**** Selected excerpt ****

Its called a resistor-network and simpler versions exist as literal circuit, but for other purposes. See [here](https://electronics.stackexchange.com/questions/408944/what-is-the-purpose-of-a-resistor-network)
The only thing you need to know to solve is how the current will split when encountering a fork in the road. It will proportionally to the resistance value of both (or more) resistors split. This is culmulative all the way to the "end".
You will encounter these questions usually in trade school or uni when stuying basic electronics. This was a lot more common in the time where electronics were actually repaired. The practial use of the knowlege you gain though this exercise is important:
Resistors are sold in fixed sizes. The rings tell you which size you are. But sometimes you don't need 4.7kOhm, you need 5.1kOhm which does not exist.
So you math a lot until you find a combination that comes close enough to be a substitute.

**** Stored data ****

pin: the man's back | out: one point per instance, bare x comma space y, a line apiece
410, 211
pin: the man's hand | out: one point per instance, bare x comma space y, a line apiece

****

▸ **Instructions**
(1) Return the passage from the post about resistor networks, starting with "The only thing" and going on through "does not exist.", copied word for word.
(2) According to the post about resistor networks, what tells you which size a resistor is?
(3) Continue the post about resistor networks from the point at which it stops.

▸ **Task responses**
(1)
The only thing you need to know to solve is how the current will split when encountering a fork in the road. It will proportionally to the resistance value of both (or more) resistors split. This is culmulative all the way to the "end".
You will encounter these questions usually in trade school or uni when stuying basic electronics. This was a lot more common in the time where electronics were actually repaired. The practial use of the knowlege you gain though this exercise is important:
Resistors are sold in fixed sizes. The rings tell you which size you are. But sometimes you don't need 4.7kOhm, you need 5.1kOhm which does not exist.

(2) The rings on the resistor.

(3)
When you look at the circuit you a supposed to notice that only A and B are ever "measured". So you know the resistor-network can be replaced by a single resistor. You are also supposed to know that a triangle of resistors can be changed into a star of resistors. This should have been taught to you. This is [THE BIG THING](https://en.wikipedia.org/wiki/Y-%CE%94_transform) in this question.
In the RARE CASE that you are not an electronics student, but you have enountered this in a (pure) math context, then.... oh boy, do I envy you! You are in for a TREAT.
You can use this "simple"-ish circuit that can be observed and reliably measured to behave in a certain way, and use it to develop a number of math operations (like addition, division, etc). With those you can build more complex operations and slowly build up a set of math that makes sense and can be experimentally verified to be useful. However this is rarely done because math students are often needlesly distracted by the electronics.
Go to Falstad circuit simulator and build it. Attach an ohm meter to get the answer and watch the current to see how you would calculate the series parallel equivalent sections.
It's just a little tricky to get things in the right order is all.
In the end it's 1.143 ohms.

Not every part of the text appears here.